El gigante extremeño.

Con sus 235 centímetros de altura (veinte más que Gasol), Agustín Luengo acaparaba las miradas en la España decimonónica.
El esqueleto de Agustín Luengo Capilla.
Vivo o muerto, en el siglo XIX o en el XXI, vestido de pie o en la yacente desnudez de sus huesos, Agustín Luengo Capilla siempre fue un hombre asombroso, un gigantón que paseaba entre caras de sorpresa sus 235 centímetros de altura (veinte más que Gasol) por aquella España decimonónica de gentes pequeñitas, donde la talla media rondaba el 1,60 (hoy, es de 1,73).

Cuentan de Agustín, que nació en 1849 en la Puebla de Alcocer (Badajoz) y murió 26 años después en Madrid, que en su casa tuvieron que abrir un butrón en la pared para que pudiera dormir con las piernas totalmente estiradas. También cuentan que en aquella España pueblerina que se reía de las malformaciones (y pagaba por verlas), el amigo Agustín se ganaba la vida en uno de aquellos circos de monstruos con enanos, mujeres barbudas y hombres elefantes, tan del (mal) gusto de la época.

Su número, que se anunciaba como una de las mayores atracciones, consistía básicamente en mostrarse tal cual era y pasear bien cerca del público para que niños, mujeres y hombres se deleitaran con su anatomía exagerada. El momento cumbre de la función llegaba cuando, como el que se esconde dos monedas, Agustín ocultaba en sus descomunales manos un par de panes redondos de kilo y medio cada uno. Puede que los aplausos que retumbaban bajo la lona aliviaran el terrible dolor físico de aquellos huesos hundidos bajo el peso de un cuerpo desproporcionado. O puede que quizá le resultaran humillantes socavando aún más su autoestima. Nunca lo sabremos.
───
**TAREA POR REALIZAR**
Reproduce íntegramente el texto sobre Agustín Luengo, sin alterar ni una palabra. Las filas no tienen relación con el texto sobre Agustín Luengo.

**Datos de máscaras de segmentación**
───
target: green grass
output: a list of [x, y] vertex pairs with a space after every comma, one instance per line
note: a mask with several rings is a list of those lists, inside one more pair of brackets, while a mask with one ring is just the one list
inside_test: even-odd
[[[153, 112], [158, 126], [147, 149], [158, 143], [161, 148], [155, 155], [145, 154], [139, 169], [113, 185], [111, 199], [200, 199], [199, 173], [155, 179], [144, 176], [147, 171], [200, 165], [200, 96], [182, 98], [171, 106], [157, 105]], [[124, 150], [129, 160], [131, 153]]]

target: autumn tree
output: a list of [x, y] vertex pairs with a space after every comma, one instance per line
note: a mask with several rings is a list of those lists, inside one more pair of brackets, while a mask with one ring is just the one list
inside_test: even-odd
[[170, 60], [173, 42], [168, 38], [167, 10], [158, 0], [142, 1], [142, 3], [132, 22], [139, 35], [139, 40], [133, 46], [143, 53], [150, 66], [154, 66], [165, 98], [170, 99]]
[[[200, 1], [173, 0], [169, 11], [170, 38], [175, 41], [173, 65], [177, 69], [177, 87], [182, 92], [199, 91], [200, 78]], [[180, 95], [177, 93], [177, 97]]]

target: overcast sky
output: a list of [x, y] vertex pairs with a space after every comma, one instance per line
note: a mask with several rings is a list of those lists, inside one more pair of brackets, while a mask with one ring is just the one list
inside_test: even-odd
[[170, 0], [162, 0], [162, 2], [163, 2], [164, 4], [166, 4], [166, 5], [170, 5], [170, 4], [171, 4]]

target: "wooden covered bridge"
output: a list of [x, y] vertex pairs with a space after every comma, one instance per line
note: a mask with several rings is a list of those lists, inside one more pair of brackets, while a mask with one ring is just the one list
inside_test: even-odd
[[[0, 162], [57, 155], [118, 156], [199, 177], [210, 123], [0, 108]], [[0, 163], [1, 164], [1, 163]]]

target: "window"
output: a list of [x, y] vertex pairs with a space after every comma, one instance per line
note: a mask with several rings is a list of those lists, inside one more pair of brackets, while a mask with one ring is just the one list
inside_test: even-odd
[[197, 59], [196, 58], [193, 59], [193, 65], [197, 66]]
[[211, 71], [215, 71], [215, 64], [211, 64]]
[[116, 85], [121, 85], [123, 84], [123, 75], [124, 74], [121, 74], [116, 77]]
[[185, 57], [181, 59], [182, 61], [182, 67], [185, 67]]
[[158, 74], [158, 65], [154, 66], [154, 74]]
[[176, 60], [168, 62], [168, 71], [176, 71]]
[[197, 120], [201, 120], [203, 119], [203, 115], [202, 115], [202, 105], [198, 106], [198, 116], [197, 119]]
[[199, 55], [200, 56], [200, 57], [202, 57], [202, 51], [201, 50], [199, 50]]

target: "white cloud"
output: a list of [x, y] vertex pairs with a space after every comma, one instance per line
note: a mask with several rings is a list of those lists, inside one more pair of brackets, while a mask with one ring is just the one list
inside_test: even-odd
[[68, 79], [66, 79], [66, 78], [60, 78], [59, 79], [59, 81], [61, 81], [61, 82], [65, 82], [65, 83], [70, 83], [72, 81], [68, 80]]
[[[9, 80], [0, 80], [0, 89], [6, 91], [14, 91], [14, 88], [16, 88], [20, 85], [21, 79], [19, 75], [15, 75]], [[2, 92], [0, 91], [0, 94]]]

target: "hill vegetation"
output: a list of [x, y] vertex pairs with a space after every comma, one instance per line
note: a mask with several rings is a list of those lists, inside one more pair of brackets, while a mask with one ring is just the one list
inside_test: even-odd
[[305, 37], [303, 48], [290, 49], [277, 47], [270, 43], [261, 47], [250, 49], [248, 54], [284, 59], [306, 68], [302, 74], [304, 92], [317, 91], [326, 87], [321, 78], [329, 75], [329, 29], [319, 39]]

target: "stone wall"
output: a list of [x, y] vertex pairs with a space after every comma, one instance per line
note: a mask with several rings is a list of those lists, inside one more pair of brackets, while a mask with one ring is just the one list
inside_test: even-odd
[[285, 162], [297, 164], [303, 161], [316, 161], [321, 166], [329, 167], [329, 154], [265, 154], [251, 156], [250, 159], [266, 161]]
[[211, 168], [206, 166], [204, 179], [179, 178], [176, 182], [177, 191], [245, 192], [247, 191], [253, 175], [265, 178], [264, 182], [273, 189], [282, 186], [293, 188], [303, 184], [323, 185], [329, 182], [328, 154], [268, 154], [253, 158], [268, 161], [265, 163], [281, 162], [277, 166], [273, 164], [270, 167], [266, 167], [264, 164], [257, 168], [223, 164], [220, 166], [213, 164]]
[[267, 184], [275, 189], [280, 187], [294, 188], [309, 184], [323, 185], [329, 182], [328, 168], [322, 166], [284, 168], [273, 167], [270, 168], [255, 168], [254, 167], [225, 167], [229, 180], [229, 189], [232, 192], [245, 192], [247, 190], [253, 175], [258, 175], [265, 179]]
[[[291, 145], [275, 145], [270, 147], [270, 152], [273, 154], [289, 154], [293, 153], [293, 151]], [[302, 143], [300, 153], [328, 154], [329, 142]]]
───
**RESPUESTA DEL EJERCICIO**
El gigante extremeño.

Con sus 235 centímetros de altura (veinte más que Gasol), Agustín Luengo acaparaba las miradas en la España decimonónica.
El esqueleto de Agustín Luengo Capilla.
Vivo o muerto, en el siglo XIX o en el XXI, vestido de pie o en la yacente desnudez de sus huesos, Agustín Luengo Capilla siempre fue un hombre asombroso, un gigantón que paseaba entre caras de sorpresa sus 235 centímetros de altura (veinte más que Gasol) por aquella España decimonónica de gentes pequeñitas, donde la talla media rondaba el 1,60 (hoy, es de 1,73).

Cuentan de Agustín, que nació en 1849 en la Puebla de Alcocer (Badajoz) y murió 26 años después en Madrid, que en su casa tuvieron que abrir un butrón en la pared para que pudiera dormir con las piernas totalmente estiradas. También cuentan que en aquella España pueblerina que se reía de las malformaciones (y pagaba por verlas), el amigo Agustín se ganaba la vida en uno de aquellos circos de monstruos con enanos, mujeres barbudas y hombres elefantes, tan del (mal) gusto de la época.

Su número, que se anunciaba como una de las mayores atracciones, consistía básicamente en mostrarse tal cual era y pasear bien cerca del público para que niños, mujeres y hombres se deleitaran con su anatomía exagerada. El momento cumbre de la función llegaba cuando, como el que se esconde dos monedas, Agustín ocultaba en sus descomunales manos un par de panes redondos de kilo y medio cada uno. Puede que los aplausos que retumbaban bajo la lona aliviaran el terrible dolor físico de aquellos huesos hundidos bajo el peso de un cuerpo desproporcionado. O puede que quizá le resultaran humillantes socavando aún más su autoestima. Nunca lo sabremos.